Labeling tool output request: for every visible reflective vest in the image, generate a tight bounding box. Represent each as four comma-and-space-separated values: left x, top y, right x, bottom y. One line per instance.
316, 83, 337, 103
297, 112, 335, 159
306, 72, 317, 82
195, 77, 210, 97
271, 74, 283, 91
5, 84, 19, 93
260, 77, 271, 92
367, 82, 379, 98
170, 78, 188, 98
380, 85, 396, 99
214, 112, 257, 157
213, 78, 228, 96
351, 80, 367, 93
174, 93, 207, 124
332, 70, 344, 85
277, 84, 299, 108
* * *
▶ **Exercise details**: Render every record verbatim. Nothing should be left out.

▶ **Answer below**:
Labeling tool output request: for every visible reflective vest in the image, generate a tight bounding box. Represent each as four comma-and-space-separated values: left x, top y, right x, bottom y. One line per instance.
316, 83, 337, 103
297, 112, 335, 159
306, 72, 317, 82
195, 77, 210, 97
271, 74, 283, 91
5, 84, 19, 93
260, 77, 271, 92
367, 82, 379, 98
170, 78, 188, 98
380, 85, 396, 99
214, 112, 257, 157
213, 78, 228, 96
351, 80, 367, 93
174, 93, 207, 124
332, 70, 344, 85
277, 84, 299, 108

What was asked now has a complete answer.